### Exercise material
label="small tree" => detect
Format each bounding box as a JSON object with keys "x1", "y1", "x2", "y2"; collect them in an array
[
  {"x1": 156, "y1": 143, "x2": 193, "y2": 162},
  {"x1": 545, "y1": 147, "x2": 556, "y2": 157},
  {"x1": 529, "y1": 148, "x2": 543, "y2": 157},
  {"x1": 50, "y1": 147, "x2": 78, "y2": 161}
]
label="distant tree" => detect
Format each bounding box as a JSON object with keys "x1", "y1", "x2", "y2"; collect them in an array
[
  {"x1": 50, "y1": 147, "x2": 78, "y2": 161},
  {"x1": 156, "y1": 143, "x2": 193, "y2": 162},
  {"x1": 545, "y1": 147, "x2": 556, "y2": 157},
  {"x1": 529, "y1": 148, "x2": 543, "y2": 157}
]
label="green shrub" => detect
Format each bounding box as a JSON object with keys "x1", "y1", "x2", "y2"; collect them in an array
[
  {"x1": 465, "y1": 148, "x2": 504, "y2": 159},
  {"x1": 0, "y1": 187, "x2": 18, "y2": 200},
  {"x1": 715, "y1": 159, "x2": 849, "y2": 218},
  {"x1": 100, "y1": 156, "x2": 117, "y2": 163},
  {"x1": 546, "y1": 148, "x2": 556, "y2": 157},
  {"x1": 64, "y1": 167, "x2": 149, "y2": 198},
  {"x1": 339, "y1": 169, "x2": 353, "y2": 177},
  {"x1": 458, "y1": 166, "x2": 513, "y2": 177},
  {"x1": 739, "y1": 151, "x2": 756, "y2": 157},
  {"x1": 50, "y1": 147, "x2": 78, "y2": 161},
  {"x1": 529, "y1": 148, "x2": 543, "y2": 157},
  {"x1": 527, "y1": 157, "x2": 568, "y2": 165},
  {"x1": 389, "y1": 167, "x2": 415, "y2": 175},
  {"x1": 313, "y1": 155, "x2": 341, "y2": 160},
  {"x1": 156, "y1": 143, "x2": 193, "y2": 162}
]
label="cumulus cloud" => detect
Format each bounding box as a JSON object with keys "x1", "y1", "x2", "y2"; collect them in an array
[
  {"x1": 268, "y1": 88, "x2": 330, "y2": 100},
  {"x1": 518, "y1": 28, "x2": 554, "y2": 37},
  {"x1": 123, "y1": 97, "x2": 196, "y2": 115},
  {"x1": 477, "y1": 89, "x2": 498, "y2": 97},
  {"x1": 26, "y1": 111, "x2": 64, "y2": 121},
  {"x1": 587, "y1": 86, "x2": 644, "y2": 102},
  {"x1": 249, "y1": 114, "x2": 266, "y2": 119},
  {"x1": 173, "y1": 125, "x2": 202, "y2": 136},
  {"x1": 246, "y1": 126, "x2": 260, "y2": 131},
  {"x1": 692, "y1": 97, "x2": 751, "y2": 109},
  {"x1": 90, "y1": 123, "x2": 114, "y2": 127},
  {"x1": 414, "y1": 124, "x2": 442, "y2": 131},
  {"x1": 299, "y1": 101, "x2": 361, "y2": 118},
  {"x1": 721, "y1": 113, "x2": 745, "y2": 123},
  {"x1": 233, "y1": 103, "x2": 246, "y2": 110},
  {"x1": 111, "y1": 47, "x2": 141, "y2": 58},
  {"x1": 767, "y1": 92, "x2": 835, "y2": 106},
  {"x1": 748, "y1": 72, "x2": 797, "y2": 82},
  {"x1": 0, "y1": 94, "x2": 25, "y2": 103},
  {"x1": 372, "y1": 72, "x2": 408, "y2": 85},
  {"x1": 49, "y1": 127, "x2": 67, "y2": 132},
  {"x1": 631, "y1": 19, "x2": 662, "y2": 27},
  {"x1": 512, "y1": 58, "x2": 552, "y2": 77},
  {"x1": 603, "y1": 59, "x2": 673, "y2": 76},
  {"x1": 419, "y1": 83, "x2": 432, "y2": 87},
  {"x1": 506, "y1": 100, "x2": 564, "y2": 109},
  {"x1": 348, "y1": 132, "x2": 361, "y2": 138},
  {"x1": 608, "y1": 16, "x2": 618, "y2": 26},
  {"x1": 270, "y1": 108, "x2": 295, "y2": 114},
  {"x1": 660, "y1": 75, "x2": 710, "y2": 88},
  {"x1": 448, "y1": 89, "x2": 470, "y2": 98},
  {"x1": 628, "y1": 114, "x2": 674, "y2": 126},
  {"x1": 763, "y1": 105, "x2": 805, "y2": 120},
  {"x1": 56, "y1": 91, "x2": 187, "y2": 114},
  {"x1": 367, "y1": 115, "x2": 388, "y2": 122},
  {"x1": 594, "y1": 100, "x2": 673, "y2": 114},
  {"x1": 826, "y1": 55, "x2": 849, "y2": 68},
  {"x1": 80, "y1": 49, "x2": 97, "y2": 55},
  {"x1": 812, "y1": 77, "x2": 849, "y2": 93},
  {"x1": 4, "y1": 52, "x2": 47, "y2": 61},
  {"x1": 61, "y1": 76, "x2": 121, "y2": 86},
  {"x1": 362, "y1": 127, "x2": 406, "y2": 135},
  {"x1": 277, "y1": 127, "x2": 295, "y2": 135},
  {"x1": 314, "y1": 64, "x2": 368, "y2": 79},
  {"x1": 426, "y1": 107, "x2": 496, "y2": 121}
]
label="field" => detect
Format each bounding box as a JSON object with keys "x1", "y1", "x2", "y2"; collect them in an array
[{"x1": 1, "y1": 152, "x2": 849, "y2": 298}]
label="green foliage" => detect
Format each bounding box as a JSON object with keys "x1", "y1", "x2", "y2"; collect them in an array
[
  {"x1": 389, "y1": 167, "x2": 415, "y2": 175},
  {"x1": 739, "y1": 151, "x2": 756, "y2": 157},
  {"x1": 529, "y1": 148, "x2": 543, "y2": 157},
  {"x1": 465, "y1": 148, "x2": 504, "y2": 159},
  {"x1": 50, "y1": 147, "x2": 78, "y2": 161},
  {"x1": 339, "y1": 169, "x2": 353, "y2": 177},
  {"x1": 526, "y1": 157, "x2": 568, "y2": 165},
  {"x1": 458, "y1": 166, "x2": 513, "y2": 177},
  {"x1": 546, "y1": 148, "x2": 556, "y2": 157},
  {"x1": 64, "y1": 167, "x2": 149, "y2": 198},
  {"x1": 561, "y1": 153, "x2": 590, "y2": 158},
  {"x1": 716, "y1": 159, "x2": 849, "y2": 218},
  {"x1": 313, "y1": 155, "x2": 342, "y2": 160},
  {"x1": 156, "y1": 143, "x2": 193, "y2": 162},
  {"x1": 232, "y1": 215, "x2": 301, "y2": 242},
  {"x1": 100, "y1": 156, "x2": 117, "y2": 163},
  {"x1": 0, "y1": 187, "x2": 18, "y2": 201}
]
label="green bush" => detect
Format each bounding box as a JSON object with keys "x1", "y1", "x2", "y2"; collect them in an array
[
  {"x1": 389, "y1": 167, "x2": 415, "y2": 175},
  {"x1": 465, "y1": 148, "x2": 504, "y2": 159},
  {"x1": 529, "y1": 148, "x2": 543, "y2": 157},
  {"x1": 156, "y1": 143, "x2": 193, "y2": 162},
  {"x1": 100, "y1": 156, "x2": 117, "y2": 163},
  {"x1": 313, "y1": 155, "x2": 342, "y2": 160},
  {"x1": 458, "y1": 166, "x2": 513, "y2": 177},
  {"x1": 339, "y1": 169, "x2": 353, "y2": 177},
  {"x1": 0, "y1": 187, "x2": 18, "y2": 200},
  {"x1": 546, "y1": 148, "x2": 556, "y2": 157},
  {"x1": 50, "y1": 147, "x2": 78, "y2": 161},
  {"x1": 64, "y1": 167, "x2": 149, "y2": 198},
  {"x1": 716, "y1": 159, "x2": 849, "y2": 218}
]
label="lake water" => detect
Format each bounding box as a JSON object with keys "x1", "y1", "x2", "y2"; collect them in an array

### Work instruction
Reproduce each line of the records in which the word "label" appears.

### Answer below
label="small tree" => detect
label="distant tree" => detect
label="green shrub" => detect
label="cumulus cloud" => detect
label="field" => detect
label="green foliage" => detect
label="green bush" => detect
label="lake water" => detect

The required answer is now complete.